Segment Start: Dataset extract

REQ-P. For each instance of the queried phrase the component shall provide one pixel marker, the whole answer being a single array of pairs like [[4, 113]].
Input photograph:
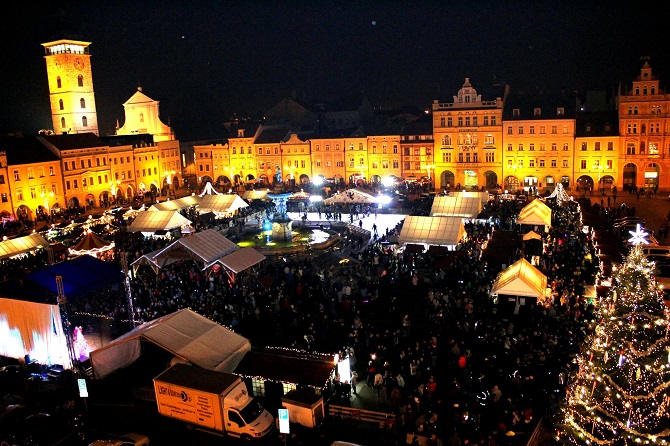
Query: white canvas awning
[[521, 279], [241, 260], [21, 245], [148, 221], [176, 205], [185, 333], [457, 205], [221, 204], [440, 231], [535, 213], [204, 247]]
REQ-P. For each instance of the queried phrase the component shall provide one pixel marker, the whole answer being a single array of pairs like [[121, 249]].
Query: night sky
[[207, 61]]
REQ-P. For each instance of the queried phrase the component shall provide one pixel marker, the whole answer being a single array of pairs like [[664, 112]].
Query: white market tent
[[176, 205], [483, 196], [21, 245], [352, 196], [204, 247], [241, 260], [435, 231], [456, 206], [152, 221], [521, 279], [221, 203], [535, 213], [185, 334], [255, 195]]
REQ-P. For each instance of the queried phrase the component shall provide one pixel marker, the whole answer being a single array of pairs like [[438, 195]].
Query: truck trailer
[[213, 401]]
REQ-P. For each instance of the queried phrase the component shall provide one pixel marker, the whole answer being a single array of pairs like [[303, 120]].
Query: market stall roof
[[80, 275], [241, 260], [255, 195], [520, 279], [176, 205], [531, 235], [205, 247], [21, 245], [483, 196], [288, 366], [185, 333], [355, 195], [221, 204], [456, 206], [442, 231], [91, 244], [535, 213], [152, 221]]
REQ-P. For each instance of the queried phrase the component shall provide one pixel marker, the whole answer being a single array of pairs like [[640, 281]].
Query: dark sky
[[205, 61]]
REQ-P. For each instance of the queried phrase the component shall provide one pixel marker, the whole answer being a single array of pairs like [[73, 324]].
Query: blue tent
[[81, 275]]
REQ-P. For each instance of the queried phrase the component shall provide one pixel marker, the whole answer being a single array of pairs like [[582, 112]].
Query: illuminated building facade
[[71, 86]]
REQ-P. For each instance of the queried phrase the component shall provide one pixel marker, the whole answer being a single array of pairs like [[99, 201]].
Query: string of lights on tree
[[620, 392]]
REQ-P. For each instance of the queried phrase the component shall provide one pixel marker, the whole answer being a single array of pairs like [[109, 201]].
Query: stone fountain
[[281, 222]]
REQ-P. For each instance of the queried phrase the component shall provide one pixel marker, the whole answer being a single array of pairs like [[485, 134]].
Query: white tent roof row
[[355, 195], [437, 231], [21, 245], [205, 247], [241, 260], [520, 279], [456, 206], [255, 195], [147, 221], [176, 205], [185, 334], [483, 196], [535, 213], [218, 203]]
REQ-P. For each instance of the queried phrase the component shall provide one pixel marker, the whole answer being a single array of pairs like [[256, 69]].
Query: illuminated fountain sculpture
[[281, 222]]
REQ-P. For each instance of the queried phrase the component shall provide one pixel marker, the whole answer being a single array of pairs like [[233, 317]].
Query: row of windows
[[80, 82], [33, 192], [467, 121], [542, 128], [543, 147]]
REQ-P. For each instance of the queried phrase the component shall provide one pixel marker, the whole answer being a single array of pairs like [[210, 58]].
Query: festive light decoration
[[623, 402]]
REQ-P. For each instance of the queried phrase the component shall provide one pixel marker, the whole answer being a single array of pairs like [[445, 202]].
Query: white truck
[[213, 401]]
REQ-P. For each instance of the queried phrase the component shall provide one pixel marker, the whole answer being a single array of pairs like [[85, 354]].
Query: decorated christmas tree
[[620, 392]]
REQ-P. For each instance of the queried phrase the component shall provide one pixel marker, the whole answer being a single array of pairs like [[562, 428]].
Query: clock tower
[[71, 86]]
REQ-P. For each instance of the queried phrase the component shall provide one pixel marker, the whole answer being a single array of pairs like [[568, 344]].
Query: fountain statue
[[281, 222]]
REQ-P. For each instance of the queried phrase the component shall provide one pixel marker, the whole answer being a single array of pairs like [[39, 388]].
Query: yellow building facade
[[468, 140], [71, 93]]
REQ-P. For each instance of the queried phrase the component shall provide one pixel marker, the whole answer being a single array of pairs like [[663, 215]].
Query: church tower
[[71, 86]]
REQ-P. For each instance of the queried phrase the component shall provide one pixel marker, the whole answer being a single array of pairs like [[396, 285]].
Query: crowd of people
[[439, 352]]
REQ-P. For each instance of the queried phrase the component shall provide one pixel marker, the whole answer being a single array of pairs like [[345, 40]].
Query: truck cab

Segment End: Dataset extract

Retype every record as it stands. None of the pictures should appear.

#### [Result of this exercise]
REQ-P. For each instance of the queried phrase the component shall provide one pixel marker, the whole answer being a single array of pairs like [[4, 113]].
Input photograph:
Query: white canvas awning
[[521, 279], [241, 260], [21, 245], [148, 221], [176, 205], [185, 333], [457, 205], [221, 204], [440, 231], [535, 213], [204, 247]]
REQ-P. For each instance of the queried phrase the component shall provide one pixel marker, the whole answer being a single array of pairs like [[121, 249]].
Query: night sky
[[207, 61]]
REQ-P. For each instance of the queried phrase the component shall provide one pixel marker, the whole answer being a single array of pairs like [[664, 112]].
Query: white market tent
[[176, 205], [483, 196], [21, 245], [352, 196], [204, 247], [241, 260], [435, 231], [456, 206], [152, 221], [521, 279], [221, 203], [535, 213], [185, 334], [255, 195]]
REQ-P. For each instance of the queried phrase the component shall provide one pixel marker, the whole answer being a single array of pairs like [[438, 195]].
Query: truck trailer
[[213, 401]]
REQ-P. For each instance of the queried phrase the component shall provide one pixel marker, the whole answer being a single array of pairs like [[303, 120]].
Query: market stall roof
[[80, 275], [241, 260], [255, 195], [520, 279], [176, 205], [531, 235], [205, 247], [21, 245], [483, 196], [288, 366], [185, 333], [355, 195], [221, 204], [456, 206], [442, 231], [91, 244], [535, 213], [152, 221]]
REQ-P. For each instance of the queried phrase the component shall provide one pixel marker, the whole answer being a single array of pairs like [[640, 281]].
Query: dark sky
[[205, 61]]
REQ-P. For each instance of the queried phrase the component shall provide one pixel marker, the whole answer being a single array of pairs like [[73, 324]].
Query: blue tent
[[81, 275]]
REQ-P. For each instance of the queried phrase the component shall provide one pixel marker, the whole answer being a single array of pairs like [[582, 112]].
Query: illuminated building facade
[[71, 86]]
REQ-P. For each instance of the queried phrase the component shall provide one pixel marker, the whole answer being a single array of pairs like [[99, 201]].
Query: string of lights on tree
[[620, 392]]
REQ-P. For each instance of the queried phrase the component shall provide one pixel marker, the whole answer being a single array of pairs like [[109, 201]].
Query: stone fountain
[[281, 222]]
REQ-P. For each instance of the queried phrase the component shall provide one pixel marker, the whole answer being a single array of pairs like [[485, 134]].
Query: white tent roof row
[[355, 195], [437, 231], [21, 245], [205, 247], [241, 260], [520, 279], [456, 206], [255, 195], [147, 221], [176, 205], [185, 334], [483, 196], [535, 213], [218, 203]]
REQ-P. For each instance of the queried phrase the component shall provide one pixel marker, the whole answer being a single array of pairs like [[256, 69]].
Query: illuminated fountain sculpture
[[281, 222]]
REQ-P. For each instance of the queried phrase the component shall provide one pixel marker, the whole answer being a single array of pairs like [[233, 317]].
Query: row of windows
[[80, 82], [33, 192], [467, 121], [542, 128], [543, 147]]
REQ-P. For each instance of the queried phrase the component shall provide one pixel marker, the whole answer being a single array of pairs like [[210, 58]].
Query: festive light decoration
[[623, 402]]
REQ-P. For each instance of the queried phrase the component shall provide one pixel marker, the whole answer being a single array of pairs like [[445, 202]].
Query: white truck
[[213, 401]]
REQ-P. For each instance of the queried phrase the component shall provide one pixel marker, the whole answer being a single array of pairs like [[85, 354]].
Query: decorated christmas tree
[[620, 392]]
REQ-P. For each instance of the queried phrase the component shall provide one pixel marker, the whole answer being a single array of pairs like [[562, 428]].
Query: clock tower
[[71, 86]]
REQ-P. For each instance of the queried phrase the component shall provide one pixel marker, the whole answer being a single array of pairs like [[568, 344]].
Query: fountain statue
[[281, 222]]
REQ-P. For each instance of the queried phrase the component shall provide one pixel marker, the whole answer being a single array of pairs like [[39, 388]].
Query: yellow building facade
[[468, 140], [71, 93]]
REQ-P. For each instance of the queried phrase the component shall provide one pixel marker, the whole answer being a single array of pairs like [[663, 215]].
Query: church tower
[[71, 86]]
REQ-P. For each instance of the queried phrase the component shall provide one pixel marker, the whole answer being a single array of pairs like [[396, 285]].
Query: crowd of people
[[439, 352]]
REQ-P. For each instance of the queried phrase the component shall provide one pixel marker, the whole answer being a single array of pairs like [[345, 40]].
Query: truck cab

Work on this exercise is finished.